> Exercise aim:
Rewrite the records below as a numbered list, leaving out any blank lines.

#####

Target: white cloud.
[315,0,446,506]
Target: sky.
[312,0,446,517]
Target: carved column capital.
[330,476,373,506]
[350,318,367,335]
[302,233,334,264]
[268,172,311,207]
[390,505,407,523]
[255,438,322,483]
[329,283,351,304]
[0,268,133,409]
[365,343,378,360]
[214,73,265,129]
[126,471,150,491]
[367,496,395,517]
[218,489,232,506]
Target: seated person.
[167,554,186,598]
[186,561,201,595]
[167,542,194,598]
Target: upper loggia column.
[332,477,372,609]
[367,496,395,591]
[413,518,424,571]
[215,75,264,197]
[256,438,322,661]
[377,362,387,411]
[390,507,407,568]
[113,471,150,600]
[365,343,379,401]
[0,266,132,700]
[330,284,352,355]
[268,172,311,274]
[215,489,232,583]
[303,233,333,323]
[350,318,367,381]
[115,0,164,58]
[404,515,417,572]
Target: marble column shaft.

#####

> Answer:
1. Target: white cloud.
2. [315,0,446,506]
3. Target: sky.
4. [312,0,446,517]
5. Target: carved column capital.
6. [330,476,373,506]
7. [350,318,367,335]
8. [302,233,334,264]
9. [268,172,311,207]
10. [390,505,407,523]
11. [255,438,322,483]
12. [329,283,351,304]
13. [0,268,133,409]
14. [365,343,378,360]
15. [214,73,265,129]
16. [126,471,150,491]
17. [367,496,395,517]
18. [218,489,232,506]
19. Target: seated person.
20. [167,554,186,598]
21. [186,561,201,595]
22. [167,542,194,598]
23. Target: upper loggia column.
24. [332,477,372,609]
25. [367,496,395,591]
26. [413,518,424,571]
27. [215,75,264,197]
28. [256,438,322,661]
29. [377,362,387,411]
30. [390,507,407,568]
31. [113,471,150,600]
32. [365,343,379,401]
33. [0,266,132,700]
34. [330,284,352,355]
35. [268,172,311,274]
36. [215,489,232,583]
37. [303,233,333,323]
38. [350,318,367,381]
39. [115,0,164,58]
40. [404,515,417,572]
41. Target: marble column shaft.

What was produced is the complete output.